## AIM
Write out the listing exactly as it is given.

## MATERIAL TO PROCESS
----

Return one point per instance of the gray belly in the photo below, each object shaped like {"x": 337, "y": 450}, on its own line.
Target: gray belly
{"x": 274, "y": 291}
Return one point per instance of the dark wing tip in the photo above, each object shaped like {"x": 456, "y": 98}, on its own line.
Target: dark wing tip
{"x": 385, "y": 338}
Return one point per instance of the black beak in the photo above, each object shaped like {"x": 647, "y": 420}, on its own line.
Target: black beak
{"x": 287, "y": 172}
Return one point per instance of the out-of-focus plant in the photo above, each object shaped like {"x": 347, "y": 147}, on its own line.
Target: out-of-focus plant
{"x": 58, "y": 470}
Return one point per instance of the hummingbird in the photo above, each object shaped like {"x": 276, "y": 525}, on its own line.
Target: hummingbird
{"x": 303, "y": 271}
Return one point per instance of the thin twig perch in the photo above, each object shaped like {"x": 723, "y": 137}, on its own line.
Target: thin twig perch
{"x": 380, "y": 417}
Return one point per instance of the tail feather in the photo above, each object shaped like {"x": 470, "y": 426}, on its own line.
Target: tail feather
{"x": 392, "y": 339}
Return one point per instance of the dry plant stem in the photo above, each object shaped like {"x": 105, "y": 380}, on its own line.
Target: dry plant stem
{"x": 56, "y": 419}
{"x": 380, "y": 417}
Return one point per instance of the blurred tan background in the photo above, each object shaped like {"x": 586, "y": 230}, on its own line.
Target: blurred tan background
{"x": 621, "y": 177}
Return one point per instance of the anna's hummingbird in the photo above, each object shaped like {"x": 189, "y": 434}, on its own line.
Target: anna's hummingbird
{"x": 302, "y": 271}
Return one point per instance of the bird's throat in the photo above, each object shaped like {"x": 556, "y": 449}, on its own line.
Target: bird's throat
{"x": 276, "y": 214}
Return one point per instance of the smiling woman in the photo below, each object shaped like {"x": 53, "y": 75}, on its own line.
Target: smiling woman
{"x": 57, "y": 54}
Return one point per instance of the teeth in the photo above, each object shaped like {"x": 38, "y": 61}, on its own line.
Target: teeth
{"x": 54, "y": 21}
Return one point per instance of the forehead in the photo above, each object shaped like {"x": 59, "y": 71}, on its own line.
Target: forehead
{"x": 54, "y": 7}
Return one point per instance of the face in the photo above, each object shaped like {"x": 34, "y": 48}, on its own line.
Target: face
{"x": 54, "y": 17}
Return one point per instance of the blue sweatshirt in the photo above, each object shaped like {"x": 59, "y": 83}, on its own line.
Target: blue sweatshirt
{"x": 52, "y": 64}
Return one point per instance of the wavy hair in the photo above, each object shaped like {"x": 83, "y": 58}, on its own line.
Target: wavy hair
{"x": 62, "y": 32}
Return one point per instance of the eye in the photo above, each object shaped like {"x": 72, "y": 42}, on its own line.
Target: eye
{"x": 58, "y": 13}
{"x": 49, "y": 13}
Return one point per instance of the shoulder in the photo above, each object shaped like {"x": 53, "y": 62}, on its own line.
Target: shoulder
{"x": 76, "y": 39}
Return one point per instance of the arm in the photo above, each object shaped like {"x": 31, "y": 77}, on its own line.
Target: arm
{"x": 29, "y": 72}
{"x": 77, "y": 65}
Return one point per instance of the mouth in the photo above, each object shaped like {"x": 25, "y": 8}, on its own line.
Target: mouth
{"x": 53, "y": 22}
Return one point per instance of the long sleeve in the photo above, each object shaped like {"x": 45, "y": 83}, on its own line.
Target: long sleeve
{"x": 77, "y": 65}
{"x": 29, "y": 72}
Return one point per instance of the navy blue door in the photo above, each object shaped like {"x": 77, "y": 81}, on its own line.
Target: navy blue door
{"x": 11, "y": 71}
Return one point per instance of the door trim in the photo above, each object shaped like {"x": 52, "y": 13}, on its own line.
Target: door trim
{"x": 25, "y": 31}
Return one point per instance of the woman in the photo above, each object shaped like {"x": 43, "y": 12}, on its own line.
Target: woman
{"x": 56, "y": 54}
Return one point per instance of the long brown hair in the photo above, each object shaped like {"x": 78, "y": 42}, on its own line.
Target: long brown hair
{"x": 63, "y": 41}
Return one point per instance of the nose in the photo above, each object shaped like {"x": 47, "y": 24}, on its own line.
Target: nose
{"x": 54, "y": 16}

----

## SOLUTION BELOW
Return one point per instance of the gray belly in the photo below, each object shaped like {"x": 337, "y": 450}, on its own line.
Target: gray belly
{"x": 274, "y": 291}
Return one point per instance of the dark wing tip in the photo above, each object shaped like {"x": 456, "y": 98}, on its own line.
Target: dark wing tip
{"x": 385, "y": 338}
Return one point per instance of the black beak in the photo above, each object shaped like {"x": 647, "y": 420}, on its own line.
Target: black beak
{"x": 287, "y": 172}
Return one point per instance of the out-of-focus plant in the photo above, each object shaped like {"x": 347, "y": 147}, on its own line.
Target: out-of-focus plant
{"x": 58, "y": 470}
Return one point per instance of the hummingbird in the photo above, each object shaped like {"x": 276, "y": 525}, on its own line.
Target: hummingbird
{"x": 303, "y": 271}
Return one point per instance of the thin twig perch in the photo above, each object shaped like {"x": 723, "y": 137}, on its own line.
Target: thin twig perch
{"x": 380, "y": 417}
Return one point per instance of the tail feather in the photo above, each object shaped like {"x": 470, "y": 426}, on its own line.
Target: tail feather
{"x": 392, "y": 339}
Return one point per instance of the dry plant stem in the photo above, each object shaped like {"x": 105, "y": 380}, on its own line.
Target: dry plant stem
{"x": 56, "y": 419}
{"x": 380, "y": 417}
Return one point per instance of the blurred tan background in the photo above, each object shaped like {"x": 586, "y": 230}, on its own line.
Target: blurred tan background
{"x": 621, "y": 177}
Return one point per instance of the anna's hummingbird in the photo above, each object shaped like {"x": 189, "y": 434}, on its own line.
Target: anna's hummingbird
{"x": 302, "y": 271}
Return one point per instance of the bird's throat in the photo above, each object shaped like {"x": 556, "y": 449}, on its own line.
Target: bird's throat
{"x": 276, "y": 214}
Return one point per instance of the smiling woman in the photo below, each object shaped like {"x": 53, "y": 75}, on its own line.
Target: smiling woman
{"x": 57, "y": 54}
Return one point per instance of the teeth in the photo above, each object shaped like {"x": 38, "y": 61}, on its own line.
Target: teeth
{"x": 54, "y": 21}
Return one point per instance of the forehead in the photo above, each object shaped like {"x": 59, "y": 71}, on its own line.
Target: forehead
{"x": 54, "y": 7}
Return one point per instance of the face in the photo above, each object shaped like {"x": 34, "y": 48}, on its own line.
Target: face
{"x": 54, "y": 17}
Return one point per instance of the blue sweatshirt in the photo above, each object shaped like {"x": 59, "y": 83}, on its own line.
Target: blue sweatshirt
{"x": 52, "y": 64}
Return one point per instance of the wavy hair in the photo above, each object shaped like {"x": 83, "y": 58}, on its own line.
Target: wavy hair
{"x": 62, "y": 32}
Return one point per instance of the eye in the photo above, each object shaped like {"x": 72, "y": 42}, on its own line.
Target: eye
{"x": 58, "y": 13}
{"x": 49, "y": 13}
Return one point per instance of the shoulder in the photo above, each object shaped like {"x": 53, "y": 62}, on its own line.
Target: shoulder
{"x": 76, "y": 39}
Return one point per instance of the arm in the photo above, each object shaped like {"x": 31, "y": 77}, on its own line.
Target: arm
{"x": 29, "y": 72}
{"x": 77, "y": 65}
Return one point per instance of the mouth in the photo above, each object shaped like {"x": 25, "y": 8}, on its own line.
Target: mouth
{"x": 53, "y": 22}
Return one point per instance of the long sleeve in the photo above, each object shaped like {"x": 45, "y": 83}, on its own line.
Target: long sleeve
{"x": 77, "y": 65}
{"x": 29, "y": 72}
Return one point per instance of the navy blue door in the photo above, each object shaped like {"x": 77, "y": 81}, on its own line.
Target: navy blue door
{"x": 11, "y": 71}
Return one point per instance of the door trim in the photo above, each object shaped like {"x": 52, "y": 13}, on its own line.
Target: door trim
{"x": 25, "y": 31}
Return one point per instance of the woman in the photo above, each object shaped like {"x": 43, "y": 12}, on its own line.
Target: woman
{"x": 56, "y": 54}
Return one point per instance of the long brown hair in the photo above, each object shaped like {"x": 78, "y": 42}, on its own line.
Target: long brown hair
{"x": 63, "y": 41}
Return one point per instance of the nose in the photo above, each object shaped like {"x": 47, "y": 24}, on its own line.
Target: nose
{"x": 54, "y": 16}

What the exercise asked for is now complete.